Tasks to complete:
#1 Please decide whether each statement below agrees with the guide on closing a company in Croatia: (a) bankruptcy is governed by the Companies Act; (b) regular liquidation takes approximately 1.5–2 years; (c) simplified closing requires all company members to agree unanimously. Answer yes or no for each and quote the deciding words from the guide.
#2 Carry on writing the guide on closing a company in Croatia from the point where it stops.

Overwhelmed by conflicting information about company liquidation in Croatia?
Worried about hidden costs, unexpected tax bills, or personal liability when terminating a business?

We’ve seen many founders struggle not because they wanted to close a company but because they didn’t understand the rules early enough.

If you’re already doing business in Croatia or planning to start a company in Croatia, knowing how to close a d.o.o. properly is just as important as knowing how to open one. In this guide, we walk you through every legal way on how to close a company in Croatia, explain real costs, timelines, and risks, and show you how to exit cleanly, compliantly, and permanently under Croatian law in 2026.

how to close a company in Croatia
Key Takeaways
  • Closing a company in Croatia follows two main paths:
  • Simplified Dissolution: For solvent companies with no assets, debts, or employees (approx. 2–3 months).
  • In addition: companies may cease to exist through court judgment or bankruptcy proceedings.
  • Regular Liquidation: For companies with remaining assets or liabilities (approx. 1.5–2 years).

Legal Framework Governing Company Closure in Croatia

Company termination procedures (except bankruptcy) are governed primarily by the Companies Act (Zakon o trgovačkim društvima).
Bankruptcy is regulated separately under the Bankruptcy Act.

Key institutions involved:

  • Trgovački sud (Commercial Court)
  • Narodne novine
  • Croatian Tax Administration
  • FINA Financial Agency
  • Ministry of Justice, Public Administration and Digital Transformation

Closing a Croatian limited liability company (d.o.o.) is a regulated legal process that must be executed correctly to avoid post-closure liability, tax reassessments, or creditor claims.

Two Main Ways to Close a company in Croatia

Simplified Closing of a d.o.o. (Without Liquidation): Croatia allows a shortened, low-cost closure procedure without liquidation. This option was introduced because liquidation procedures are often lengthy, complex, and expensive.

and the second way is Regular closure through liquidation (likvidacija), which follows the standard winding-up procedure

When Is Simplified Closing Allowed?

  • All company members unanimously agree
  • The company has no outstanding obligations, including:
    • Employees or former employees
    • Creditors (disputed or undisputed)
    • Taxes, social contributions, or other public levies
  • The company does not perform activities listed in Article 34(4) of the Companies Act (activities requiring special permits or reserved by law)

Raw data:

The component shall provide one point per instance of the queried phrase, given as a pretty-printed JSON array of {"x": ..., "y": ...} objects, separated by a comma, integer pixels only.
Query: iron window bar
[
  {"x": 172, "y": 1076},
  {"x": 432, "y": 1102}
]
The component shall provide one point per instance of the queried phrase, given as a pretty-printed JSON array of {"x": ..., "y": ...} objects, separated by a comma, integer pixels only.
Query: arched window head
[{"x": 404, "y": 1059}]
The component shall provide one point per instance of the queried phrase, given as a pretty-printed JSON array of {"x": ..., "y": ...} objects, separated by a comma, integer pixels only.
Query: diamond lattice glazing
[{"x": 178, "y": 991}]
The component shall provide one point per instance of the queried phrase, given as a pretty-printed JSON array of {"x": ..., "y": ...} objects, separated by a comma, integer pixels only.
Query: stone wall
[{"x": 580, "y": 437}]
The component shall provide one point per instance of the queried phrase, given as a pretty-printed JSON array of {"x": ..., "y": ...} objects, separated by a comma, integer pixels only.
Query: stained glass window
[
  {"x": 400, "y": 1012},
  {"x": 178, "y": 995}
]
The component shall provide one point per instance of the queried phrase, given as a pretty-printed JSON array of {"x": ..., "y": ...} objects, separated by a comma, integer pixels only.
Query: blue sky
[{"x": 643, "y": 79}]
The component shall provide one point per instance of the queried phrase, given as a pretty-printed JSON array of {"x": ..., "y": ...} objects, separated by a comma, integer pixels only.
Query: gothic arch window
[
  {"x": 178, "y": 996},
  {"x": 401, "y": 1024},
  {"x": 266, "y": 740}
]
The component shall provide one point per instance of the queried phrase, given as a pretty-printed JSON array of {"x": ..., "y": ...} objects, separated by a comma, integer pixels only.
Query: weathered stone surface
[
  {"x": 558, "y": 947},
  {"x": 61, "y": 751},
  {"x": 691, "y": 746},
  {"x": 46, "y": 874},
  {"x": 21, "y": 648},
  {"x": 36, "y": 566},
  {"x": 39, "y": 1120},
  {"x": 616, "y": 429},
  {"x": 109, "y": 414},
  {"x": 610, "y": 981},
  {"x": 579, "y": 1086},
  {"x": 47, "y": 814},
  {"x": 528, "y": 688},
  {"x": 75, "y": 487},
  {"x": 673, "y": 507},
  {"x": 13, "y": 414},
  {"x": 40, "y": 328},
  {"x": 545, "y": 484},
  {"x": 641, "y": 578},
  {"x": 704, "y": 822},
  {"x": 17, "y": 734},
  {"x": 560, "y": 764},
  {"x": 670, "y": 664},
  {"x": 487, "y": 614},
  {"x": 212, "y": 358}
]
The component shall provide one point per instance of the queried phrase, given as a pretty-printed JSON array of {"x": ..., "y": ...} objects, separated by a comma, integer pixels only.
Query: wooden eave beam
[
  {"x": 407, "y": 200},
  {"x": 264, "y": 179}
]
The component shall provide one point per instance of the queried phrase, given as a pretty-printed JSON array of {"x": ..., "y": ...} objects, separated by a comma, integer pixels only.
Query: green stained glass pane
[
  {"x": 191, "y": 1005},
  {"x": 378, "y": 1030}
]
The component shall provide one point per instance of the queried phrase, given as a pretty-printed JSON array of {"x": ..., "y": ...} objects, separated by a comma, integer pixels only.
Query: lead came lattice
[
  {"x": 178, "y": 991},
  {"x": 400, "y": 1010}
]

Responses for each task:
#1
(a) No: "Bankruptcy is regulated separately under the Bankruptcy Act."
(b) Yes: "Regular Liquidation: For companies with remaining assets or liabilities (approx. 1.5–2 years)."
(c) Yes: "All company members unanimously agree"

#2
  • Personal Liability: Shareholders must sign a notarized statement agreeing to be jointly and severally liable with their personal assets for any company debts that appear within 2 years of deletion.
  • Asset Distribution Plan: Even if the company has zero assets, the notarized decision must include a Plan for Distribution of Assets (Plan raspodjele imovine).

This procedure is commonly used for:

  • Dormant companies
  • Never-traded d.o.o.s
  • Project-based entities that settled all obligations
how to close a company in Croatia - without liquidation and how to liquidate a company in Croatia

Simplified dissolution without liquidation: Simplified closure process

1. Notary Procedure

All members must appear before a javni bilježnik and provide:

  • Odluka o prestanku društva (Decision on termination)
  • A notarized declaration confirming:
    • The company has no outstanding obligations
    • Members accept joint and several liability for any later-discovered debts

The notary files the application with the Trgovački sud.

2. Public Notice & Creditor Period

  • The court publishes a notice in Narodne novine
  • Creditors have 30 days to submit claims

If a creditor files a valid claim:

  • The procedure automatically converts into liquidation
  • Members may become personally liable

If no claims are filed:

  • The company is deleted after the 30-day period

Timeline: ~2 months
Approximate cost: €199

Obligations & Tax Steps for Simplified Closure

1. Director Insurance & Contribution Risk (Critical)

A director must exist until deletion of the company.

If a director:

  • Is not employed, or
  • Is registered on a lower contribution base than the statutory minimum

→ The Croatian Tax Administration may assess additional social contributions.

If assessed after deletion, the liability is personal, not corporate.

2. Mandatory Notification to the Tax Administration

  • Must be filed at least 30 days before formal closure actions
  • Formal actions include:
    • Signing notarial documents
    • Filing with the court register

Can be done:

  • Directly, or
  • Through legal counsel with power of attorney

3. Tax Clearance Certificate

A certificate confirming no outstanding public debts is mandatory.

This certificate does not only cover Corporate Income Tax (CIT / porez na dobit). In Croatia, “public debts” can include all financial obligations owed to the state, such as:

  • VAT (PDV) if the company is registered in the VAT system
  • Social security contributions pension and health insurance payments for employees and/or the director
  • Mandatory chamber fees contributions to the Croatian Chamber of Economy (HGK) or the Croatian Chamber of Trades and Crafts (HOK)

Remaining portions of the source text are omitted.